What to do ->
Summarize the passage below about Claude for Healthcare in two sentences.

Passage provided ->
━━━━━━━━━━━━━━━━━━━━━━━━━━━━━━
Anthropic has unveiled Claude for Healthcare, a new suite of artificial intelligence tools designed for healthcare providers, insurers, and patients, marking its latest move into the rapidly growing health AI market.
The announcement comes days after OpenAI introduced ChatGPT Health, highlighting intensifying competition between leading AI firms to position their models within clinical and healthcare workflows.
Like OpenAI’s offering, Claude for Healthcare allows users to sync health data from smartphones, smartwatches, and other platforms. Both companies say such data will not be used to train their AI models. Anthropic, however, says its product is aimed less at consumer-facing chat experiences and more at supporting professional healthcare operations.
Claude for Healthcare introduces what Anthropic calls “connectors,” which give the AI direct access to authoritative medical and administrative databases. These include the U.S. Centers for Medicare and Medicaid Services (CMS) Coverage Database, the International Classification of Diseases (ICD-10), the National Provider Identifier system, and the PubMed research database.
Anthropic said these connectors could help automate and speed up tasks such as prior authorization reviews, a process that requires clinicians to submit detailed documentation to insurers before treatments or medications are approved.
“Clinicians often report spending more time on documentation and paperwork than actually seeing patients,” Anthropic Chief Product Officer Mike Krieger said during a presentation on the product.
The company argues that administrative processes like prior authorization are better suited for automation than direct patient care, allowing doctors to focus more on clinical work. Claude for Healthcare is also positioned to assist with research, reporting, and data synthesis for both providers and payers.
The launch comes amid ongoing concerns within the medical community about the risks of using large language models for healthcare, particularly their tendency to generate inaccurate or misleading information. Anthropic said its emphasis on structured data access and task-specific “agent skills” is intended to reduce such risks.
AI tools are already being widely used for health-related queries. OpenAI has said that around 230 million people discuss health topics with ChatGPT each week, underscoring growing reliance on conversational AI for medical information.
Both Anthropic and OpenAI caution that their tools are not a replacement for professional medical advice and encourage users to consult qualified healthcare professionals for diagnosis and treatment decisions.
━━━━━━━━━━━━━━━━━━━━━━━━━━━━━━
Dataset excerpts ->
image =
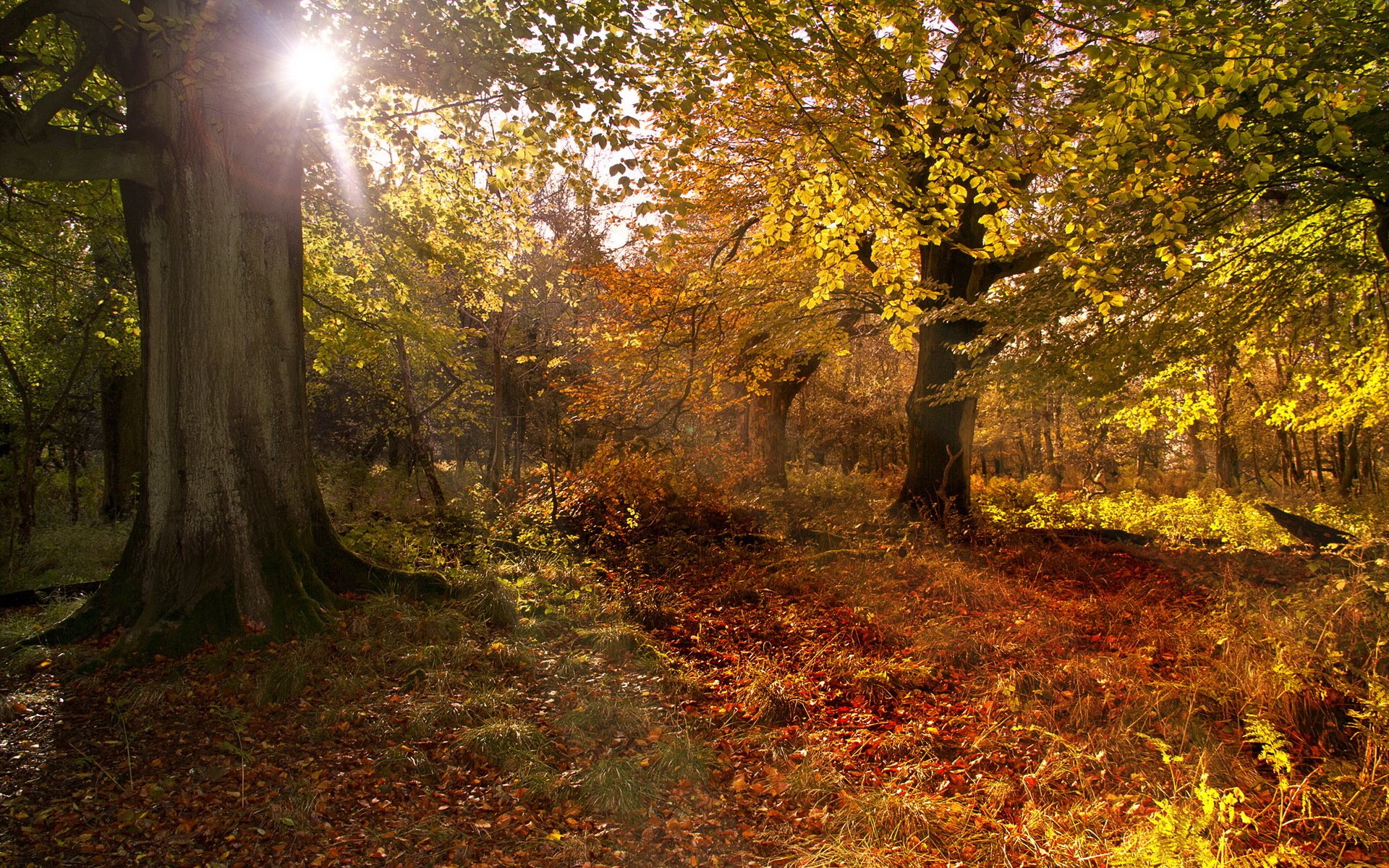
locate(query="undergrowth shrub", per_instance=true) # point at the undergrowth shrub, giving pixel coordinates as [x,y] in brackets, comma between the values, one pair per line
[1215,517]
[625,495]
━━━━━━━━━━━━━━━━━━━━━━━━━━━━━━
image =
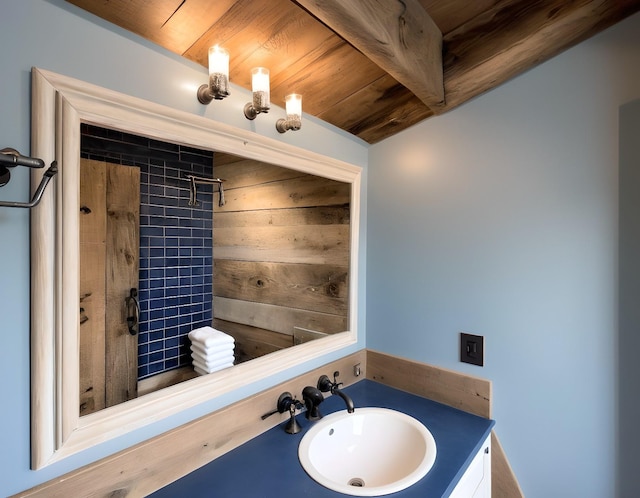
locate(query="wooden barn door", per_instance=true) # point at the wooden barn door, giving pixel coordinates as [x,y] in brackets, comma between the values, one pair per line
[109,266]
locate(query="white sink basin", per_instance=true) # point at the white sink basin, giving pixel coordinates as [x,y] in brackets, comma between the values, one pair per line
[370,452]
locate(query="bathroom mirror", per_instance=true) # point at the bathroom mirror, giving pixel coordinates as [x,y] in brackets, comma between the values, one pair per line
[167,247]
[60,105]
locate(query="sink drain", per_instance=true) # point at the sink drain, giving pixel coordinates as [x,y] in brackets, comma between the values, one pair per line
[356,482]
━━━━━━━━━━━━━━━━━━━━━━━━━━━━━━
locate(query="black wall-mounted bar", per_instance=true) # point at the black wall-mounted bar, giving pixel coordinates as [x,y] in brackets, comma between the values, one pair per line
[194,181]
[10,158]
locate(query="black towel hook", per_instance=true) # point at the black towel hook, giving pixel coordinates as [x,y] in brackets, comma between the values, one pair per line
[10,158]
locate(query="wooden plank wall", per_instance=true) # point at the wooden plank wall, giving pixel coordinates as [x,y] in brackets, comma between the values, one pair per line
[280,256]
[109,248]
━━━━━━━━━━━━━━━━━━━━━━━━━━━━━━
Task output ->
Anthropic has launched Claude for Healthcare, a suite of AI tools for providers, insurers, and patients, days after OpenAI introduced ChatGPT Health. Aimed mainly at professional healthcare operations, it uses "connectors" to medical and administrative databases to help automate tasks such as prior authorization reviews, and Anthropic says its focus on structured data access and task-specific "agent skills" is meant to reduce the risk of inaccurate information.